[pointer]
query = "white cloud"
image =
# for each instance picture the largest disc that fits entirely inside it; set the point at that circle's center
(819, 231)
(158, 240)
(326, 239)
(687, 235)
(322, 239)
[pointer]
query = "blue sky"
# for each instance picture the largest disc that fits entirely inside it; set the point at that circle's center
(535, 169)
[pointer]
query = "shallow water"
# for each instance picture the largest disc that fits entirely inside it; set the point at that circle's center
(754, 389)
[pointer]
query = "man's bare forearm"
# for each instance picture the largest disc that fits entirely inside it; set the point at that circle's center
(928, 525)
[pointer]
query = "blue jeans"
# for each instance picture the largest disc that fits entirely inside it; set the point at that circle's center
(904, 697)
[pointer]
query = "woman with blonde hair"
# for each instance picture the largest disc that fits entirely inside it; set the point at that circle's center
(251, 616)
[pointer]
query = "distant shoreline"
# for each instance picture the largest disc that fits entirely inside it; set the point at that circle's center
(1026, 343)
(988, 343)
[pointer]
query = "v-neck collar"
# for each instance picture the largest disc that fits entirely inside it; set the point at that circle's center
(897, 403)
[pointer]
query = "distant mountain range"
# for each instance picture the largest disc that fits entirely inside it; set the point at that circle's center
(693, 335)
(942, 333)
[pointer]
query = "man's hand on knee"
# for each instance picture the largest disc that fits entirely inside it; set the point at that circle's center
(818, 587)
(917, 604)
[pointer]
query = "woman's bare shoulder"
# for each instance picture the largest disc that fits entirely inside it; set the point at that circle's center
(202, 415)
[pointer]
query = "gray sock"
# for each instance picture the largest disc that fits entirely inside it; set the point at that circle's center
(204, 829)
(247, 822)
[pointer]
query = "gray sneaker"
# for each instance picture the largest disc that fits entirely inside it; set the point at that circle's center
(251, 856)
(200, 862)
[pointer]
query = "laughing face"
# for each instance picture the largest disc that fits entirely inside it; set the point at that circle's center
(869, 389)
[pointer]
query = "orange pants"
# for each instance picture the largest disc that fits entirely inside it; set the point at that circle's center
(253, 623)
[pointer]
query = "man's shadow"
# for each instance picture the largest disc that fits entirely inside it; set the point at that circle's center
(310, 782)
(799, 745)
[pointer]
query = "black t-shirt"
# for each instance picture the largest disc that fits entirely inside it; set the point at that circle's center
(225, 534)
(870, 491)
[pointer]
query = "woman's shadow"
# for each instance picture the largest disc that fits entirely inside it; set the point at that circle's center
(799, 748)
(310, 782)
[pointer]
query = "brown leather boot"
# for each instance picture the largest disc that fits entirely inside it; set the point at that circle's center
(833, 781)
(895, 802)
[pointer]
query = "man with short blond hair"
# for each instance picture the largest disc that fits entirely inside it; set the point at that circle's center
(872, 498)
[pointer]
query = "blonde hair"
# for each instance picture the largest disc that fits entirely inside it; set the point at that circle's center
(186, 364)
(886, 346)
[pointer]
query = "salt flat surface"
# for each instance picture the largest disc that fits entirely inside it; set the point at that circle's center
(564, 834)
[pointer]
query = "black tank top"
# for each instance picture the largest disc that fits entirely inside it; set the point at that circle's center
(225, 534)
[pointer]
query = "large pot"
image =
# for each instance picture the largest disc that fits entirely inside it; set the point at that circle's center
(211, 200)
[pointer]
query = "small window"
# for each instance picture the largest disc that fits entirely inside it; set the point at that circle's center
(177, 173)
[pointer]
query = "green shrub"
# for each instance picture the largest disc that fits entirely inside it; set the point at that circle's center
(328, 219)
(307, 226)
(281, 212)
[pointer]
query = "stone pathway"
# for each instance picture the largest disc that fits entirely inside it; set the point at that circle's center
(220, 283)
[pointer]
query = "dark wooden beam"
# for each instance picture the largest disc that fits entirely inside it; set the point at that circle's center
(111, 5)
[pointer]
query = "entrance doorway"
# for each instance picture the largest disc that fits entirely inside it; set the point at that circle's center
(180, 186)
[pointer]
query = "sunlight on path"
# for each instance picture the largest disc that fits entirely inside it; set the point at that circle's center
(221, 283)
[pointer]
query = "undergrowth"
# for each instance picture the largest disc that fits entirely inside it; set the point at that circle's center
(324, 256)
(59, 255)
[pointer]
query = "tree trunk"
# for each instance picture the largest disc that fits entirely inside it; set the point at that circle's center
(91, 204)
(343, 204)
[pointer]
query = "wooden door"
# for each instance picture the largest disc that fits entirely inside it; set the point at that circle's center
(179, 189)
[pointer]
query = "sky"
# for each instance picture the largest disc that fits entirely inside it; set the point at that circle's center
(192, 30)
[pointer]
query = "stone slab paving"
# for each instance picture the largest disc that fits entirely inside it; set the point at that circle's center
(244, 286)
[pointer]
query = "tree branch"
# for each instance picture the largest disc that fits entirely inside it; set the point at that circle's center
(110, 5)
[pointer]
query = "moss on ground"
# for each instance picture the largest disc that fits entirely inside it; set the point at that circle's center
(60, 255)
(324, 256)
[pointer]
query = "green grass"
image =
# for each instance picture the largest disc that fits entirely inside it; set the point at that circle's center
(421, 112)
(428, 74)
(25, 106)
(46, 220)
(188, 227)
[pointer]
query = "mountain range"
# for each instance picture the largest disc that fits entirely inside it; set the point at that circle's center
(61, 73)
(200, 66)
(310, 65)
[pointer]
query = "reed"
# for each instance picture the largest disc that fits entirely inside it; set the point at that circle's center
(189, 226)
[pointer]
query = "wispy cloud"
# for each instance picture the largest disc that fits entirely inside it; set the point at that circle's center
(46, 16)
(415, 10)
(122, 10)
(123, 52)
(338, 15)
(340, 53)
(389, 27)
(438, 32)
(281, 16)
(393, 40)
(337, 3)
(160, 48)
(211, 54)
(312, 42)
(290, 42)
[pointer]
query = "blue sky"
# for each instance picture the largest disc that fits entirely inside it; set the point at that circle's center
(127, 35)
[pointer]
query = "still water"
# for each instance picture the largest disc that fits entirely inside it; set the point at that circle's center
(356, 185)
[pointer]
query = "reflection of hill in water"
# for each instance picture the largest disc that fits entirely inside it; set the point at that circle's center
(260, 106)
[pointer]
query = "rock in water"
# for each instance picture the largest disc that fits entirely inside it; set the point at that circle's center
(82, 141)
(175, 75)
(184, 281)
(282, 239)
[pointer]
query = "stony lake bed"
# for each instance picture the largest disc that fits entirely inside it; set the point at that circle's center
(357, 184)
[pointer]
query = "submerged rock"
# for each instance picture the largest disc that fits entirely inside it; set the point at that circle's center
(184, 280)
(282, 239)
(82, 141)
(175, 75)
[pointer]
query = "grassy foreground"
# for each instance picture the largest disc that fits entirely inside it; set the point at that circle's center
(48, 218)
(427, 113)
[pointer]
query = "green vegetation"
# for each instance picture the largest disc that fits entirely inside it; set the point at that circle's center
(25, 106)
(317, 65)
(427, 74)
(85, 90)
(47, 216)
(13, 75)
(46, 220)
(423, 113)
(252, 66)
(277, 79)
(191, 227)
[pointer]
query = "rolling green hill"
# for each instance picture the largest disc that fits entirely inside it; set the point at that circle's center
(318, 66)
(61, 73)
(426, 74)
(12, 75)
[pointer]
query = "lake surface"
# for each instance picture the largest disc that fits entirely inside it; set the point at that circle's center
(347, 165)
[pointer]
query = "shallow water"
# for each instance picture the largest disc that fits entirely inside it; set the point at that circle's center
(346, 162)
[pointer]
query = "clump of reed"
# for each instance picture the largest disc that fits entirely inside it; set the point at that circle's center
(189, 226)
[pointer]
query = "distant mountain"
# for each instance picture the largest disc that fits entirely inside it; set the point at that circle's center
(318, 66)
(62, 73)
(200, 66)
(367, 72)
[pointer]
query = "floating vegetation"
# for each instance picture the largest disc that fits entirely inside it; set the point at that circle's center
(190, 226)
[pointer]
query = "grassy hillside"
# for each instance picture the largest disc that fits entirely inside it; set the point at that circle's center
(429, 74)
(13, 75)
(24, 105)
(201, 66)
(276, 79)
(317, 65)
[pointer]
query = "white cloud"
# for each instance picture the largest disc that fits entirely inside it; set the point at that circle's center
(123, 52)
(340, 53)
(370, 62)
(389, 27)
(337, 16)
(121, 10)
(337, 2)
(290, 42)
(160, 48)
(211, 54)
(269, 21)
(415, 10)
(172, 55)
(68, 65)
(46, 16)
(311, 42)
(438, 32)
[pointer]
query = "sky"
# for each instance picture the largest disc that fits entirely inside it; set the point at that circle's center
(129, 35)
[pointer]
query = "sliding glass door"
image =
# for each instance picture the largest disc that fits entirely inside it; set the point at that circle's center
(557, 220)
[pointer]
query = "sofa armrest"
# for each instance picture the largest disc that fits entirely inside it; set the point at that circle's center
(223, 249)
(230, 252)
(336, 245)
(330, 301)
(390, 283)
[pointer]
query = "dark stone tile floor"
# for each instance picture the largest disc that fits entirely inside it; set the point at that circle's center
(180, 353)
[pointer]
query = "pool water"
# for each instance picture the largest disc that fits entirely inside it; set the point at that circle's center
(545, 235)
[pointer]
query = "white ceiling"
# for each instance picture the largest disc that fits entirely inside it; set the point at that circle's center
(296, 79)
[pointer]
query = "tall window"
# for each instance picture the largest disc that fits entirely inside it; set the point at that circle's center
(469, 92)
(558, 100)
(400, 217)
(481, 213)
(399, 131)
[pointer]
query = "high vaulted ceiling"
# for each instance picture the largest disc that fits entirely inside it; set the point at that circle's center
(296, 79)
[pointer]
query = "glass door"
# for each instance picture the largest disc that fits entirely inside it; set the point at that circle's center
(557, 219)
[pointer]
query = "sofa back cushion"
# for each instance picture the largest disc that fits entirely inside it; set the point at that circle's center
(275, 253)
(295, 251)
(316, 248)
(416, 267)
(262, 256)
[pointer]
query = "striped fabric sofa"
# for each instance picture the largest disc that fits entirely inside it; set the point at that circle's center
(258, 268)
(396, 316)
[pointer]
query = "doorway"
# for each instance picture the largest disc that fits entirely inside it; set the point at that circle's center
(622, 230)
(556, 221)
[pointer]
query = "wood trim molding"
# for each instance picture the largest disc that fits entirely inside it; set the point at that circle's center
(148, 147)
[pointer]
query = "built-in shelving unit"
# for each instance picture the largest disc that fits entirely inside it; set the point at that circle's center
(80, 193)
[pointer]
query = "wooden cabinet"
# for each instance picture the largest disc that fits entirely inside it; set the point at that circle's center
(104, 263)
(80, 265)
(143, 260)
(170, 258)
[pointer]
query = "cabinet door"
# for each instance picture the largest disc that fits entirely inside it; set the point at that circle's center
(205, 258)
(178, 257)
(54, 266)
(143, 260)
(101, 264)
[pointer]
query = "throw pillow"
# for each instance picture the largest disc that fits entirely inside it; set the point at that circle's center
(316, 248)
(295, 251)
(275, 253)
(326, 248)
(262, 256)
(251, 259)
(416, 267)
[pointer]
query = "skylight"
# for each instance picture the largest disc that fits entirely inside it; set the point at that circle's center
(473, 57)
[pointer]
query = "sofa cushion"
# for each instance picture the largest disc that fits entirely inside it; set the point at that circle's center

EXERCISE GOAL: Pick out each line above that contains the string "dark", and copy those lines.

EXERCISE ANSWER:
query = "dark wooden beam"
query = "dark stone tile floor"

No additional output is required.